Count the lines in the rows below that contain the string "umbrella", with case significant, and reply with the number alone.

▶ [Rows]:
···

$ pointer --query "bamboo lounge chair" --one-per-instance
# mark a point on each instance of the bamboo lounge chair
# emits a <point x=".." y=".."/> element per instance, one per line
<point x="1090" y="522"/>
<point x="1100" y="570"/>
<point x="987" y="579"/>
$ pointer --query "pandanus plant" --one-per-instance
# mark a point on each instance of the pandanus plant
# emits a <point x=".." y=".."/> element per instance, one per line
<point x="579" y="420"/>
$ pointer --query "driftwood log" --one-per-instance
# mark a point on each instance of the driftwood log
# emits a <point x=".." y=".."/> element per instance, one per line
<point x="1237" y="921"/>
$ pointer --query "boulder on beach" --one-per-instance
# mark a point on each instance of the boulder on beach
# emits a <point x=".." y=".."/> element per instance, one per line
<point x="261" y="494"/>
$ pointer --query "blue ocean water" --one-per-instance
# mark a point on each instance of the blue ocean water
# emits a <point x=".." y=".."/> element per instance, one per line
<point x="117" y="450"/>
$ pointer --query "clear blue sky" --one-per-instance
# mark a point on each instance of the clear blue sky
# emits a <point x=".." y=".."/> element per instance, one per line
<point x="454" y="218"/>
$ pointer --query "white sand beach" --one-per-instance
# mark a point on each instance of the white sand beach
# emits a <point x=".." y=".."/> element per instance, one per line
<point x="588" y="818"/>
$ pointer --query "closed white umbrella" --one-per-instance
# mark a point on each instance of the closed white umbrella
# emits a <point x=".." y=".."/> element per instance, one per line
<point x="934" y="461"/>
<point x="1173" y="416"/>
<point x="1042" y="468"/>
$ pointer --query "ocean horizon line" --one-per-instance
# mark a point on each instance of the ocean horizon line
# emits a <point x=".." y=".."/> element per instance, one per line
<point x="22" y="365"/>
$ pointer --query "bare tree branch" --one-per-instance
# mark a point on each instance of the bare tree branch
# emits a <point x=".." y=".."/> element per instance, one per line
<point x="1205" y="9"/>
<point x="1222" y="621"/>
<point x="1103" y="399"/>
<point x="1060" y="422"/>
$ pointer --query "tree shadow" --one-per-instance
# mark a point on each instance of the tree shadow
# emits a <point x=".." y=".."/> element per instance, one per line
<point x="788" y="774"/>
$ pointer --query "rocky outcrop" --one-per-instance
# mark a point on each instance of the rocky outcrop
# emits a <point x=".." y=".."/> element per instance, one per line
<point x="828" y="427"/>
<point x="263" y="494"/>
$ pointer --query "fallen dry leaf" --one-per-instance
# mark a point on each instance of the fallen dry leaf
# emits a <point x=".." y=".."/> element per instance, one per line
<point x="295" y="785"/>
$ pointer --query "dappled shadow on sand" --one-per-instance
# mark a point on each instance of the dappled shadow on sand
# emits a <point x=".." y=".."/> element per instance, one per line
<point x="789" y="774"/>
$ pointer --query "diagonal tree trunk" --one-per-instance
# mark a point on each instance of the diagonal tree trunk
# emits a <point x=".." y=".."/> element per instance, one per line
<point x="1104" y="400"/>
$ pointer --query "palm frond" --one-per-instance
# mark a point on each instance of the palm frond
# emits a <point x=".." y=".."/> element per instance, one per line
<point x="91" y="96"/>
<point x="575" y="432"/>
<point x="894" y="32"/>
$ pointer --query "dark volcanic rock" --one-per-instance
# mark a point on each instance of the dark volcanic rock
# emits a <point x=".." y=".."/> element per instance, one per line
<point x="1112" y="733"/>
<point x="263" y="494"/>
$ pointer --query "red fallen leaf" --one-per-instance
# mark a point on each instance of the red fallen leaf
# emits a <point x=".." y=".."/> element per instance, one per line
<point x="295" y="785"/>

···

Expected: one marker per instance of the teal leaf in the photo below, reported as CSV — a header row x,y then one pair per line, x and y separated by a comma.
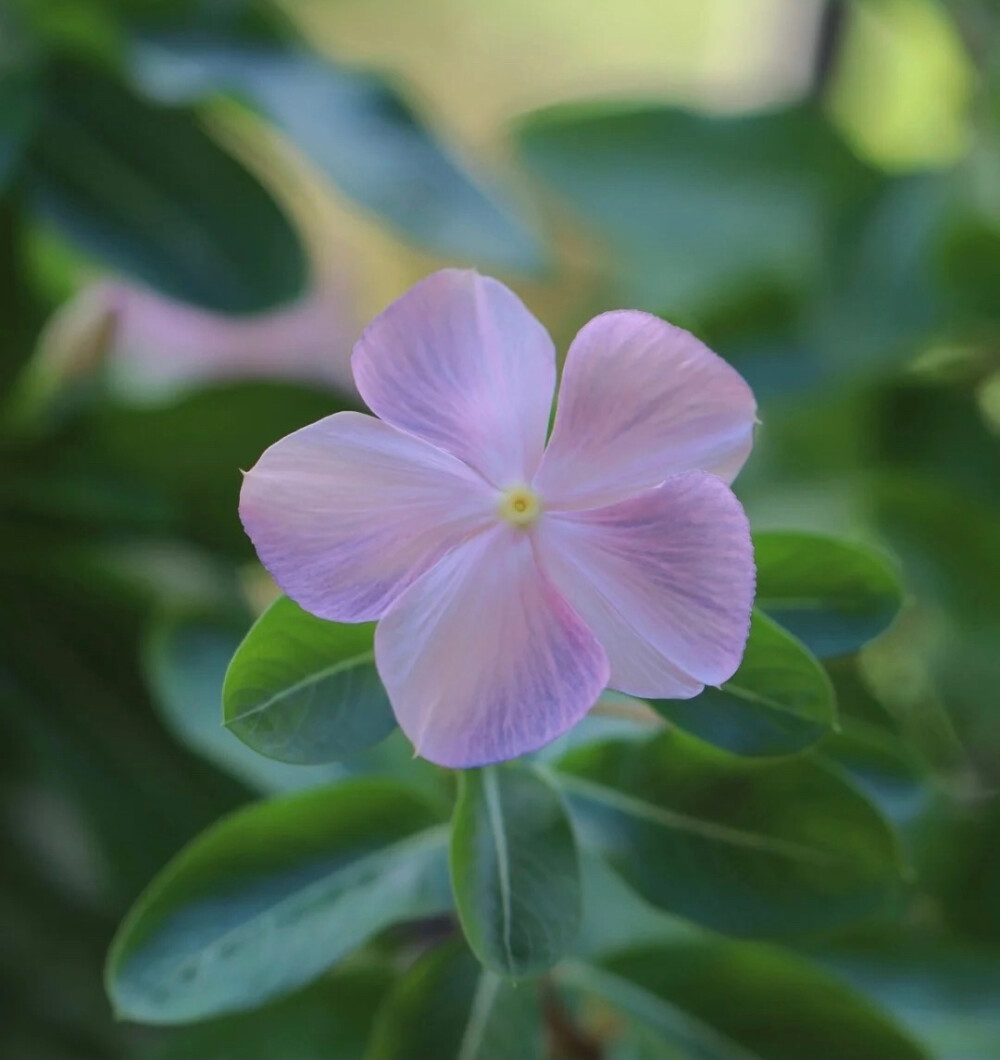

···

▶ [Output of the task]:
2